───── TEXT

The all-important Federal Reserve meeting has concluded, and the central bank had generally positive things to say about the economy. It sees unemployment falling to between 7.3% and 7.5% this year, which is down from 7.7% in February. The Fed also projects growth of 1.3% to 1.7% for the economy as a whole. It will continue its bond-buying programs and won't raise rates until unemployment reaches 6.5% or inflation reaches 2.5%. Add it all up, and investors are cheering the news, pushing the Dow Jones Industrial Average (DJINDICES:^DJI) 0.42% higher and the S&P 500 (SNPINDEX:^GSPC) 0.68% higher near the end of trading.
All but four of the 30 Dow components moved higher today, led by a strong reaction from financial-services companies American Express and Bank of America (NYSE:BAC), which gained 1.3% and 0.9%, respectively. The two things financial services need are a growing economy and stable banking policy, which is what they'll get for the next few years, by the looks of it.

──────────
───── DATA

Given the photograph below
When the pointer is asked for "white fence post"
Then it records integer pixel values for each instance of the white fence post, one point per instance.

──────────
───── DATA

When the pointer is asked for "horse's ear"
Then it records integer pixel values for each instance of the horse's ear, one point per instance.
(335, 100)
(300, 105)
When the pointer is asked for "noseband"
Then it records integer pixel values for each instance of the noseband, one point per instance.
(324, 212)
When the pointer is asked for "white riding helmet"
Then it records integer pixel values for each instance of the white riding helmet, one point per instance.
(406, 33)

──────────

:: PROMPT ::
Reproduce the Federal Reserve text above word for word, between "The all-important Federal" and "end of trading.", inclusive.

:: FINISHED EXERCISE ::
The all-important Federal Reserve meeting has concluded, and the central bank had generally positive things to say about the economy. It sees unemployment falling to between 7.3% and 7.5% this year, which is down from 7.7% in February. The Fed also projects growth of 1.3% to 1.7% for the economy as a whole. It will continue its bond-buying programs and won't raise rates until unemployment reaches 6.5% or inflation reaches 2.5%. Add it all up, and investors are cheering the news, pushing the Dow Jones Industrial Average (DJINDICES:^DJI) 0.42% higher and the S&P 500 (SNPINDEX:^GSPC) 0.68% higher near the end of trading.